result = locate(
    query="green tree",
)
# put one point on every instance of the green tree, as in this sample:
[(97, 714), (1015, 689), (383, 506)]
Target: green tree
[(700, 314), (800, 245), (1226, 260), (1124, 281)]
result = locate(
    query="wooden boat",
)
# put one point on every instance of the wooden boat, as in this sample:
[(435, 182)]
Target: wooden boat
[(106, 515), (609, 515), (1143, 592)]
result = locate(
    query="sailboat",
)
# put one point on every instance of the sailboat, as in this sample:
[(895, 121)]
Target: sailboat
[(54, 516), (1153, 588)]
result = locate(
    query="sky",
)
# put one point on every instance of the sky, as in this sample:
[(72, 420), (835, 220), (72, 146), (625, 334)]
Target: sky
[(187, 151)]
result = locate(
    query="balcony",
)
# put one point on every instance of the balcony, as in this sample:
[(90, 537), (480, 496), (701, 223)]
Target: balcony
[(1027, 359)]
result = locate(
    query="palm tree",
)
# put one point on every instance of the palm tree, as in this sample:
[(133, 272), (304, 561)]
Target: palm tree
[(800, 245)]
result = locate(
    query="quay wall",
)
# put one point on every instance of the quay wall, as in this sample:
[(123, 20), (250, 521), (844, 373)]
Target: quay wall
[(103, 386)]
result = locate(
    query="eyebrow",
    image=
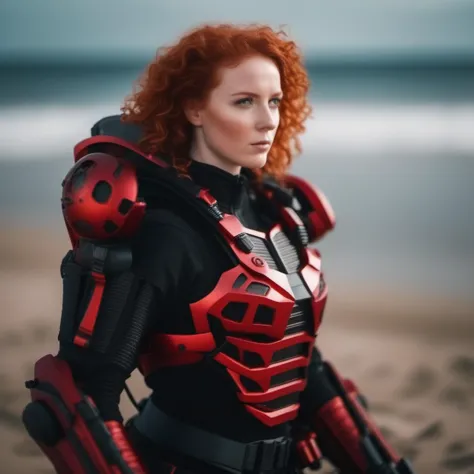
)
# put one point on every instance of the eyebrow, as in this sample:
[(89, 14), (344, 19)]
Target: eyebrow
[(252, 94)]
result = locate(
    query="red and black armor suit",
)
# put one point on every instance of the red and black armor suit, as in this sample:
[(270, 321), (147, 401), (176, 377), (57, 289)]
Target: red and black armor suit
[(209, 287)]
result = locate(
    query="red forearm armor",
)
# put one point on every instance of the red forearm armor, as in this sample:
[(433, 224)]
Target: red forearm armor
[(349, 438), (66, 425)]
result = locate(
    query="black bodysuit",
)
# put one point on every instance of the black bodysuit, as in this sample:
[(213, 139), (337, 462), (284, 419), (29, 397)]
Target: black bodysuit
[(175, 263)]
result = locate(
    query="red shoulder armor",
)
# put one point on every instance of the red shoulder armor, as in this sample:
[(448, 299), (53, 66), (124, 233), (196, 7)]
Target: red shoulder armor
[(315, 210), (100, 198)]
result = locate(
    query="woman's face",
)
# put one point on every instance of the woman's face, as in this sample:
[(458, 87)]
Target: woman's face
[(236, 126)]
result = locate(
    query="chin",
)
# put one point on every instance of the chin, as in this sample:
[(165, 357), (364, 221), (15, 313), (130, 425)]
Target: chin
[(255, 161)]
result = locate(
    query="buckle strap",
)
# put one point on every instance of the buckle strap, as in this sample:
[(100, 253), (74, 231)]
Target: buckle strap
...
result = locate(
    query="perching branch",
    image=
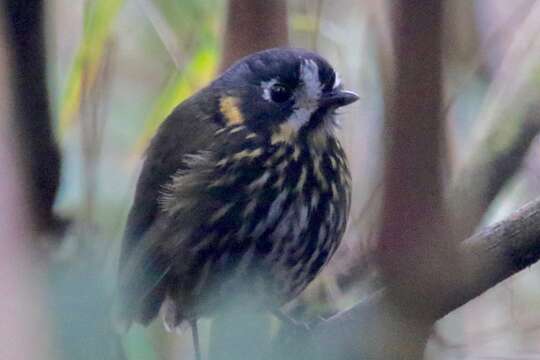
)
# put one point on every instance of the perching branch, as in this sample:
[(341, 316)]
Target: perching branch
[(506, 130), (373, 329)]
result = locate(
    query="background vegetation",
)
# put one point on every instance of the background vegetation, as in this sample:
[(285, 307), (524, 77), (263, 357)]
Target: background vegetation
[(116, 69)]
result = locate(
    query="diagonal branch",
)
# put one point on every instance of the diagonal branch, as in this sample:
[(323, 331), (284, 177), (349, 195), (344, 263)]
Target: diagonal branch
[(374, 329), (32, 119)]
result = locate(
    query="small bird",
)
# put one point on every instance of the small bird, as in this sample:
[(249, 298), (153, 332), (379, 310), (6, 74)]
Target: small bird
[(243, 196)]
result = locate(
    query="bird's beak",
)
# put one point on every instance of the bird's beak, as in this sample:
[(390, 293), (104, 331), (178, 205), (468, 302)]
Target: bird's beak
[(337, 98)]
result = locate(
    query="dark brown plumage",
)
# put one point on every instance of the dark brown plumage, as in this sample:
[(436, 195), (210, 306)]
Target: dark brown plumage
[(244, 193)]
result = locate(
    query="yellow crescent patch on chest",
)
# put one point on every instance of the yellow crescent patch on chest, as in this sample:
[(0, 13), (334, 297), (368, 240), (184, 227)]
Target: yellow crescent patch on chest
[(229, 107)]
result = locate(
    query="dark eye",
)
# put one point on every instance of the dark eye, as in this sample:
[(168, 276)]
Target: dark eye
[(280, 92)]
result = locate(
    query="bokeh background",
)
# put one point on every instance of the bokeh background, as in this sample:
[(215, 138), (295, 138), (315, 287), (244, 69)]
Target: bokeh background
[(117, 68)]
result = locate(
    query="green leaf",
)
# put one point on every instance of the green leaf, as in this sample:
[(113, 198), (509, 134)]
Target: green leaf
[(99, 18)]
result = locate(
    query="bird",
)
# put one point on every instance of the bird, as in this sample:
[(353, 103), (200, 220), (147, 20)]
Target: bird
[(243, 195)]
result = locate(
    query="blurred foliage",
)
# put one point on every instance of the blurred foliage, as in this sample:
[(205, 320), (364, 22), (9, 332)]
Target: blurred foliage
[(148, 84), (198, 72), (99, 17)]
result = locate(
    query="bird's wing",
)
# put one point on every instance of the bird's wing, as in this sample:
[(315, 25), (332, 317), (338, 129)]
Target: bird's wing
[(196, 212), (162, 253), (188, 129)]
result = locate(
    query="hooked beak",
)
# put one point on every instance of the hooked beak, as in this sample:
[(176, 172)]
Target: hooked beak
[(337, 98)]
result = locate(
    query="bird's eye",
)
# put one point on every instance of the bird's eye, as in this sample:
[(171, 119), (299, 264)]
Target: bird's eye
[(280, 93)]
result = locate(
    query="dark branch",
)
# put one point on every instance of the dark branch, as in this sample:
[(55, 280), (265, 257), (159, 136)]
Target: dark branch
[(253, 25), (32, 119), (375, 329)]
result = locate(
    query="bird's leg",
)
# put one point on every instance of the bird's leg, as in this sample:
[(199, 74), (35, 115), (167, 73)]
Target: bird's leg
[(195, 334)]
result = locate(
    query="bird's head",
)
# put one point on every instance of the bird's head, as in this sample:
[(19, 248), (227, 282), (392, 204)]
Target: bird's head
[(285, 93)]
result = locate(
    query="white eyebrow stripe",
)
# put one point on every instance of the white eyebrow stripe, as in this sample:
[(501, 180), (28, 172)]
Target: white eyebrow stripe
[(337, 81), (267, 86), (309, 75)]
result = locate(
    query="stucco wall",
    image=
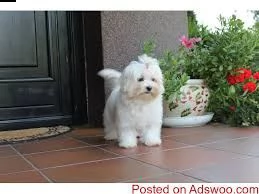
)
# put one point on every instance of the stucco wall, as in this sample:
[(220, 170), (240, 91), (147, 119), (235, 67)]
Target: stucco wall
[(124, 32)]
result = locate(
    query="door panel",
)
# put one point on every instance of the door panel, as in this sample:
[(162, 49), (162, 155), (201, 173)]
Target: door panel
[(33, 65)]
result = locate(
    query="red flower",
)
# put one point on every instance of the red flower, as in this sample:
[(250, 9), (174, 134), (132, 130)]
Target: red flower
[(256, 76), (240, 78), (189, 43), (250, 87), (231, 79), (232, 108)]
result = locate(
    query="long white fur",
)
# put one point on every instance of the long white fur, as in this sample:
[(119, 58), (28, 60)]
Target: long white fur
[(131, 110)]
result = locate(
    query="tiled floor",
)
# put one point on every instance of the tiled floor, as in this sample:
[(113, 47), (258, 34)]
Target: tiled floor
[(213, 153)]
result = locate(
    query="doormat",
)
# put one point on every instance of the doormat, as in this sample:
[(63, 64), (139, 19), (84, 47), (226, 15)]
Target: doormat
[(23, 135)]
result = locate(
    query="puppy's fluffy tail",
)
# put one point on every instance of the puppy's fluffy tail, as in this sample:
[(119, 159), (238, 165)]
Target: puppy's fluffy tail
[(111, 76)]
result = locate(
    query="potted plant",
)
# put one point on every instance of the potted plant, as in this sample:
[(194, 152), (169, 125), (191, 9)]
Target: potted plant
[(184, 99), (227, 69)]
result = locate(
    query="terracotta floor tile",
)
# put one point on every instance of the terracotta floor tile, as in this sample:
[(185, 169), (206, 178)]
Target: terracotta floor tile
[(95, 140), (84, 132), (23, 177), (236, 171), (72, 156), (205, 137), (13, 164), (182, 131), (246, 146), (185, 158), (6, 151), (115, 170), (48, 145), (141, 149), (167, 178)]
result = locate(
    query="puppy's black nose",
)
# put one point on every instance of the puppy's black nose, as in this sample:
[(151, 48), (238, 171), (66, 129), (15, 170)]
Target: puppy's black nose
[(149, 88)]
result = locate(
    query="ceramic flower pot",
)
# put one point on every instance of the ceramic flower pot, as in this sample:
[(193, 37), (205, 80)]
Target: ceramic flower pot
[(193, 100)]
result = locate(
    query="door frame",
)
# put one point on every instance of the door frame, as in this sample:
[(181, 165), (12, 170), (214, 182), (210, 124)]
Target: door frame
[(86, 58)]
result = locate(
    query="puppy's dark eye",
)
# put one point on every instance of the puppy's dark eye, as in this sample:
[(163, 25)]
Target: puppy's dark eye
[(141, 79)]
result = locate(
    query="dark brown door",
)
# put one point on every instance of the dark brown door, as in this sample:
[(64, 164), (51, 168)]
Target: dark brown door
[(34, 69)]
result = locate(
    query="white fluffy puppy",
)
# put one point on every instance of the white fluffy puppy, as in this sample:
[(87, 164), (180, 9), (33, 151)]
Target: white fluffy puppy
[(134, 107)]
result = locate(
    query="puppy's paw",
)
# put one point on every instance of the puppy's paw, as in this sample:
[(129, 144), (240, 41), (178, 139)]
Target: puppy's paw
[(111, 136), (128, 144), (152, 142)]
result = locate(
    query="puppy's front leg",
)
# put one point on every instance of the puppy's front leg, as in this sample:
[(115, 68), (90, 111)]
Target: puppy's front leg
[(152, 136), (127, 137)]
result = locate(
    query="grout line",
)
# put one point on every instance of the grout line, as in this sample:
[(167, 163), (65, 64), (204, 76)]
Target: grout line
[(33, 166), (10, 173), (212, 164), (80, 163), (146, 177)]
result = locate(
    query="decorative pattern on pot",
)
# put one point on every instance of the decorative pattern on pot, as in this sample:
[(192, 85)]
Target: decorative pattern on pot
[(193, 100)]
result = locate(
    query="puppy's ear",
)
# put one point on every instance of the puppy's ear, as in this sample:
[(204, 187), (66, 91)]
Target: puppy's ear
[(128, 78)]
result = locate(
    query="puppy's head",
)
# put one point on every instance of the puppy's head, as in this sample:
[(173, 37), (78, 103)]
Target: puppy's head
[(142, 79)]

▶ WHAT THIS TASK INVOLVES
Tally the lines in the data above that contain the string "head" and give only that number.

▶ SOLUTION TO THE PROBLEM
6